# Required action
Retype every line below precisely as it appears.

Natural-language object grounding data
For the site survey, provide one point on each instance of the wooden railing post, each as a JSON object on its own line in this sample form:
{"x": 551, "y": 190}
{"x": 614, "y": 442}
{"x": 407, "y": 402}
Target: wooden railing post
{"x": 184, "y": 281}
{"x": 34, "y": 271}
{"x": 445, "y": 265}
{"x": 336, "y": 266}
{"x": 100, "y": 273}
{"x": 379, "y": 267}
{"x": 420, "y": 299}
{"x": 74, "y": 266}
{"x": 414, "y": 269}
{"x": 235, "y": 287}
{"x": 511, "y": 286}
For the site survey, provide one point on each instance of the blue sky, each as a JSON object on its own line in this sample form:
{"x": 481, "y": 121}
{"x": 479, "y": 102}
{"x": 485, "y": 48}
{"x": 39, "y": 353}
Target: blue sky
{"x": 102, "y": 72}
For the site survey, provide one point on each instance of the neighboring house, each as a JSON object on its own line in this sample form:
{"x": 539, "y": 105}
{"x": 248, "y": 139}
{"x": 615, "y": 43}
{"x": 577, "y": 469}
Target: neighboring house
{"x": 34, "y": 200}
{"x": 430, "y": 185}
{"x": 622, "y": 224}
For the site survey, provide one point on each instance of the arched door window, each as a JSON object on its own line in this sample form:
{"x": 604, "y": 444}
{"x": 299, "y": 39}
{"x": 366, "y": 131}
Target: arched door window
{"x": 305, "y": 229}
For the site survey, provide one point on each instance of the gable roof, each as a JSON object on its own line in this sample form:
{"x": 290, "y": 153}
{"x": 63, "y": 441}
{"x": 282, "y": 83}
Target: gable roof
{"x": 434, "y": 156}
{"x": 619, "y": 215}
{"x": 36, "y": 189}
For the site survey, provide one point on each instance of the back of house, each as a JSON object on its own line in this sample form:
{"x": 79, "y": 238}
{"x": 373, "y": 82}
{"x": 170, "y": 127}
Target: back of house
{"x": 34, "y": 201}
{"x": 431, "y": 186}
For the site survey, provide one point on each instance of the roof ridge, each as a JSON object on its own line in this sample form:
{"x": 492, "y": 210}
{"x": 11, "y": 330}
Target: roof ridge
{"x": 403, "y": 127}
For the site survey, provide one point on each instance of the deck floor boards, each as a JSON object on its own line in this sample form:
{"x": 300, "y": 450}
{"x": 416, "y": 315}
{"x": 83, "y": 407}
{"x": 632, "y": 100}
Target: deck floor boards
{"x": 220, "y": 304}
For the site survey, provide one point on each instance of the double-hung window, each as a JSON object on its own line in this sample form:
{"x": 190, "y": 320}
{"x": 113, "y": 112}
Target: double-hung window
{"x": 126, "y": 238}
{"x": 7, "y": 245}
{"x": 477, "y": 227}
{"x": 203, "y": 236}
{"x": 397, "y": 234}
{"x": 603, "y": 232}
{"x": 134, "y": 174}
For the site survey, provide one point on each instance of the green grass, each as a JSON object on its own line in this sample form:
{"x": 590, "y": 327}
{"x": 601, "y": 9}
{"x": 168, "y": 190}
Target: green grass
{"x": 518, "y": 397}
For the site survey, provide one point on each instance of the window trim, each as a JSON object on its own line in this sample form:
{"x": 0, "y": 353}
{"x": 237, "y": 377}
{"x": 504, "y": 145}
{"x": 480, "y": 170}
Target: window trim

# Result for this exercise
For the site survey, provide one point on each instance of the wooden railing post, each as a JSON object on its own line in this sample form:
{"x": 551, "y": 190}
{"x": 614, "y": 442}
{"x": 407, "y": 402}
Target: wooden railing post
{"x": 184, "y": 281}
{"x": 34, "y": 271}
{"x": 445, "y": 265}
{"x": 336, "y": 266}
{"x": 100, "y": 273}
{"x": 379, "y": 267}
{"x": 420, "y": 299}
{"x": 74, "y": 266}
{"x": 414, "y": 269}
{"x": 235, "y": 287}
{"x": 511, "y": 286}
For the site survey, provide one point on each instance of the blue sky, each as a JSON object on its own line in this sample form:
{"x": 481, "y": 121}
{"x": 479, "y": 102}
{"x": 485, "y": 48}
{"x": 39, "y": 353}
Target: blue sky
{"x": 102, "y": 72}
For the site survey, provide one point on each instance of the neighboring house, each as a JSON object on its own line in this sample form:
{"x": 539, "y": 105}
{"x": 248, "y": 139}
{"x": 615, "y": 43}
{"x": 577, "y": 469}
Target: neighboring house
{"x": 34, "y": 200}
{"x": 430, "y": 185}
{"x": 622, "y": 224}
For the site survey, provide one point on each instance of the arched door window, each as a JSON object on its own line in this sample form:
{"x": 604, "y": 444}
{"x": 299, "y": 39}
{"x": 366, "y": 131}
Target: arched door window
{"x": 305, "y": 229}
For the site survey, provide one point on each instance of the gable roof, each as a JSON object on its own line in this sample form:
{"x": 290, "y": 153}
{"x": 63, "y": 441}
{"x": 282, "y": 83}
Target: gable roof
{"x": 434, "y": 156}
{"x": 619, "y": 215}
{"x": 36, "y": 189}
For the site survey, provide one point on each instance of the back of house, each as a JSON object on its own line in this sample form:
{"x": 79, "y": 238}
{"x": 373, "y": 82}
{"x": 170, "y": 127}
Target: back of house
{"x": 34, "y": 201}
{"x": 431, "y": 186}
For the site survey, provide one point on each instance of the roof ridge, each as a JSON object on its own line in this sample form:
{"x": 492, "y": 210}
{"x": 11, "y": 330}
Target: roof ridge
{"x": 403, "y": 127}
For the site survey, provide one point on each instance of the deck floor boards, each as a JSON object on its own line in this sample form:
{"x": 300, "y": 450}
{"x": 416, "y": 315}
{"x": 83, "y": 407}
{"x": 632, "y": 100}
Target: deck floor boards
{"x": 220, "y": 304}
For the site survey, provide one point on each instance of the double-hung window, each as a JSON object on its own line in this sample form:
{"x": 190, "y": 320}
{"x": 113, "y": 112}
Target: double-hung window
{"x": 126, "y": 238}
{"x": 7, "y": 245}
{"x": 477, "y": 227}
{"x": 203, "y": 236}
{"x": 397, "y": 234}
{"x": 603, "y": 232}
{"x": 134, "y": 174}
For the site survey, provide one point on each instance of the green grass, each as a JSON object on its own line in this sample form:
{"x": 590, "y": 327}
{"x": 601, "y": 9}
{"x": 168, "y": 190}
Target: green grass
{"x": 518, "y": 397}
For the site survey, provide one point on each instance of the window trim, each as a JSON object on its own line in this sample form:
{"x": 0, "y": 353}
{"x": 237, "y": 377}
{"x": 504, "y": 145}
{"x": 480, "y": 170}
Target: window trim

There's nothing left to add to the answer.